Point annotations for photos:
****

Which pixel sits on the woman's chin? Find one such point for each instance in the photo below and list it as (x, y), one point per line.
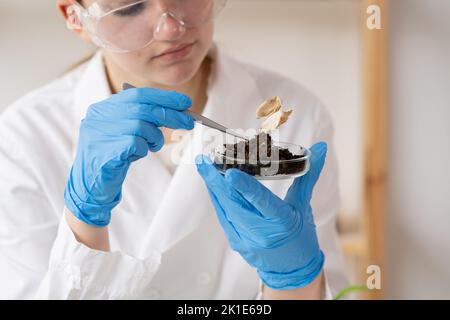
(176, 77)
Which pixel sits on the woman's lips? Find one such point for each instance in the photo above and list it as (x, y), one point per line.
(175, 55)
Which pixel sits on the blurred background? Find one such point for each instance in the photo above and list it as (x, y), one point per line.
(388, 92)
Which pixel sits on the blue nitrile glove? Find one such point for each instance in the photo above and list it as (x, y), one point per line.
(116, 132)
(277, 237)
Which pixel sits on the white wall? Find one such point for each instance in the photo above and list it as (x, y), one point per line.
(35, 46)
(419, 150)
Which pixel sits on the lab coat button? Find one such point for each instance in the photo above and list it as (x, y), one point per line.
(204, 278)
(153, 294)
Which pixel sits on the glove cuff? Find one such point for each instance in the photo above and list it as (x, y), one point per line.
(296, 279)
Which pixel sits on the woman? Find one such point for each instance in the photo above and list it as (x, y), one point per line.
(177, 231)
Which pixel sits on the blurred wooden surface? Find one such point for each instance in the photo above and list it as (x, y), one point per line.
(374, 124)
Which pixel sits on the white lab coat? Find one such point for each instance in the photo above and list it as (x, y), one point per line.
(166, 242)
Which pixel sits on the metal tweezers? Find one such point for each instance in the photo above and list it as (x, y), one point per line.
(201, 119)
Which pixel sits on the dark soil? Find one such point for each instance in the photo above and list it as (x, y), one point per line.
(259, 157)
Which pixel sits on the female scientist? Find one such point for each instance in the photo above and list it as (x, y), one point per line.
(91, 206)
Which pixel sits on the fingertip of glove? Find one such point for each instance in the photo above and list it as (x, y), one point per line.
(184, 101)
(232, 174)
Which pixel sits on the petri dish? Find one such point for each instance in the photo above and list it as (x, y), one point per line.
(265, 170)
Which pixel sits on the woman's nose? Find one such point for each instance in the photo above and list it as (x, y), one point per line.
(169, 27)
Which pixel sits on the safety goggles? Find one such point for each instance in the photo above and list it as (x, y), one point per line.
(129, 25)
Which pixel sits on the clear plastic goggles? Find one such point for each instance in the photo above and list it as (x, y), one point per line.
(129, 25)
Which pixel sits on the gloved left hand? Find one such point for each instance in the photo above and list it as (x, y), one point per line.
(277, 237)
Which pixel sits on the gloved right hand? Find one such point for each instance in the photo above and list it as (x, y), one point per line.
(114, 133)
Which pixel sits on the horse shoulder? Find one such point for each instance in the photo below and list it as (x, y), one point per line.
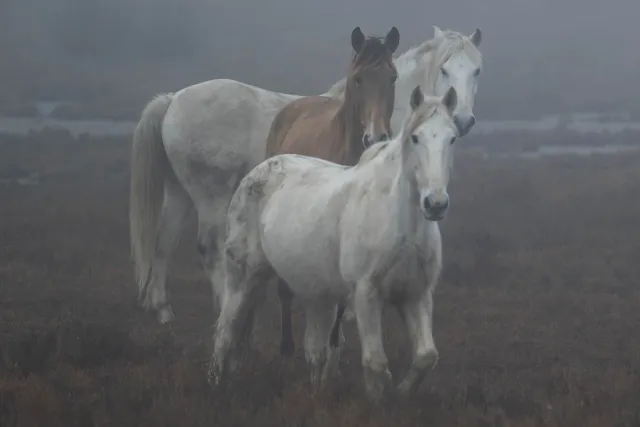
(303, 125)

****

Substitute "glasses" for each "goggles" in the records, from the line containing "Which pixel sits on the woman's nose?" through the end of the records, inclusive, and leave everything else unchanged. Return only those lines, omitting the pictures.

#### Result of the exercise
Which pixel sits on the woman's nose? Find one such point for each instance in the photo above and list it as (x, y), one point per line.
(169, 27)
Which pixel sits on the safety glasses? Find one such point for each instance in the photo above and list it as (x, y), one point per line.
(129, 25)
Which pixel sits on the clear plastic glasses? Find one such point for each instance in the photo above and list it as (x, y), one point per line.
(129, 25)
Which pixel sits on the gloved left hand? Find one such point for each instance in the photo above and list it as (x, y), one point per line.
(277, 237)
Which pixel sits on the gloved right hand? Find one such point for each instance in the photo above and list it as (x, y), one point per line.
(114, 133)
Which pixel sits on the horse shoulder? Find one such point for each instance in the photo below and list it as (x, y), one point per line.
(303, 125)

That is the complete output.